Dataset entries:

- - -

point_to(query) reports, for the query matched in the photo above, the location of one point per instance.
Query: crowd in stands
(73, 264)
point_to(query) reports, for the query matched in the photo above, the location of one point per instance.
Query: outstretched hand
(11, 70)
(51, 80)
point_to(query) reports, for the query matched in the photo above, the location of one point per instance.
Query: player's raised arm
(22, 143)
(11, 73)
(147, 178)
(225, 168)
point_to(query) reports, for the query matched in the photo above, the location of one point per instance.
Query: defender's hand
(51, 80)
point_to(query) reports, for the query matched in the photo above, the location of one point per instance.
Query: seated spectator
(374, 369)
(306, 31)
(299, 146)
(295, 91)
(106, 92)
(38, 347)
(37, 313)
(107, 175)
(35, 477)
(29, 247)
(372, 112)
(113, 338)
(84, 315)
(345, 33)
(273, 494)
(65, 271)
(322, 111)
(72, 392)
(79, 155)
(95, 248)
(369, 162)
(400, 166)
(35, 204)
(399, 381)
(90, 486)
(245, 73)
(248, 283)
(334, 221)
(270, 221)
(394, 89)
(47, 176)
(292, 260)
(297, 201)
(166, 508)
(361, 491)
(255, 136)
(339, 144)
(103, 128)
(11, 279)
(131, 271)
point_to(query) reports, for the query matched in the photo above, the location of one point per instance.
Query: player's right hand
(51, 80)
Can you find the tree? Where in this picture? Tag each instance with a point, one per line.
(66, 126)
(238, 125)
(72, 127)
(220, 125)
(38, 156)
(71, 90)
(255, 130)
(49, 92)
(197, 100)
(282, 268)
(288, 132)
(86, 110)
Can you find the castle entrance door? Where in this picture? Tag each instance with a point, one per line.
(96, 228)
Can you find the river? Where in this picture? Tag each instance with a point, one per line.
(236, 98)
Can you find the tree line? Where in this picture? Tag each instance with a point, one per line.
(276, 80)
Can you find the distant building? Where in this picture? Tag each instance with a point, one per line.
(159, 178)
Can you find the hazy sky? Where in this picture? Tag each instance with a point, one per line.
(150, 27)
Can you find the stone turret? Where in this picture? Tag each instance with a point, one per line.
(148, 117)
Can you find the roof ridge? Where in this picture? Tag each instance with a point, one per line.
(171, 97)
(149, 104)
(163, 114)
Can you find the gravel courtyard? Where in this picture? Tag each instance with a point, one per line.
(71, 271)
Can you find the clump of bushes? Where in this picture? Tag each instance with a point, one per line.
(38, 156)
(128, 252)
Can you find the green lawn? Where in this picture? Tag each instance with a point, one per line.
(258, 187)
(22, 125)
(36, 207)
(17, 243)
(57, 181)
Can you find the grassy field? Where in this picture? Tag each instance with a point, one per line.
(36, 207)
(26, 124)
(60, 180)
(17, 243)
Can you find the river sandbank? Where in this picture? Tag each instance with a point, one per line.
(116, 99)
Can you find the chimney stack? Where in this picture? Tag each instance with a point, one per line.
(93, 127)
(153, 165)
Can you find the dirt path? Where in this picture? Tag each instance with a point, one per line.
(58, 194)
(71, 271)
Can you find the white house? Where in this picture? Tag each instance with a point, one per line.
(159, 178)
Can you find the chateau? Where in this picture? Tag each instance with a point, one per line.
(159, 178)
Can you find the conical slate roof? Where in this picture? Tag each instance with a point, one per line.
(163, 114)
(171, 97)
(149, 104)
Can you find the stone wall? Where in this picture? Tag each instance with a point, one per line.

- - -

ABOUT THIS EXERCISE: Every entry needs to be written out again, exactly as given.

RESPONSE BOX:
point_to(query) reports, for the query matched in the photo above, the location of one point per instance.
Query: crowd in stands
(73, 264)
point_to(query) reports, for the query matched in the photo above, the location of one point per instance.
Query: outstretched hand
(11, 70)
(51, 80)
point_to(query) reports, for the query matched in the photo above, the location of one point per instance.
Query: player's raised arm
(22, 143)
(11, 73)
(147, 178)
(225, 168)
point_to(query) reports, for the query matched in the photo above, the location of one point per instance.
Query: defender's hand
(51, 80)
point_to(query) reports, for the query matched in the photo above, the location of one point per instance.
Query: seated spectator
(374, 369)
(306, 31)
(299, 146)
(295, 91)
(106, 92)
(38, 347)
(37, 313)
(107, 175)
(35, 477)
(29, 247)
(372, 112)
(113, 338)
(84, 315)
(345, 33)
(273, 494)
(65, 271)
(322, 111)
(72, 392)
(79, 155)
(95, 248)
(369, 162)
(400, 166)
(35, 204)
(399, 381)
(90, 486)
(245, 73)
(248, 283)
(334, 221)
(270, 221)
(394, 89)
(47, 176)
(292, 260)
(297, 201)
(166, 508)
(361, 491)
(255, 136)
(339, 144)
(103, 128)
(11, 279)
(131, 271)
point_to(query) reports, for the query matched in the photo above, the location of one point per instance.
Query: player's right hand
(51, 80)
Can you find the tree? Where in this picture? Tag each instance with a point, one per line.
(66, 126)
(238, 125)
(72, 127)
(220, 125)
(38, 156)
(71, 90)
(255, 130)
(49, 92)
(197, 100)
(282, 268)
(288, 132)
(86, 110)
Can you find the castle entrance door? Where in this picture? Tag each instance with a point, one per line.
(96, 228)
Can you find the river? Where in this picture? Tag each instance with a point, one per line.
(236, 98)
Can you find the tree line? Where in this picture? Tag each instance with a point, one per line.
(276, 80)
Can you find the distant building? Where in this picture? Tag each instance with a point, one per line.
(159, 178)
Can you find the hazy sky? Where in this picture? Tag each instance with a point, one per line.
(150, 27)
Can you find the stone turret? Where in this picture? Tag each instance with a point, one per line.
(148, 117)
Can you find the roof ridge? Where in this picture? Tag each instance with a point, one per line.
(171, 97)
(149, 104)
(163, 114)
Can you find the gravel courtyard? Where in this picture? Tag each instance with a point, one per line.
(71, 271)
Can you find the clump of bushes? Where in this picture? Tag each instance with a point, one per line.
(38, 156)
(128, 252)
Can you find the green lawn? Where in this picture? Tag each instance with a point, one per line.
(258, 187)
(22, 125)
(36, 207)
(17, 243)
(57, 181)
Can you find the grassy field? Where in this picture? Tag each instance with a point, one per line.
(36, 207)
(26, 124)
(60, 180)
(17, 243)
Can you find the river sandbank? Where in this picture? Tag each instance with a point, one per line.
(116, 99)
Can you find the chimney stack? Where in this picture? Tag each instance with a point, one per line.
(93, 127)
(153, 165)
Can you find the dirt path? Where in this picture? Tag each instance with a point, one per line.
(58, 194)
(71, 271)
Can you find the white house? Where in this picture? Tag each instance with a point, one per line.
(159, 178)
Can you find the chateau? Where in this picture? Tag each instance with a point, one per line.
(159, 178)
Can you find the conical slate roof? Where in this picture? Tag each instance with a point, one per line.
(163, 114)
(171, 97)
(149, 104)
Can you find the stone wall? Where in this picture? Tag each instance with a point, one per line.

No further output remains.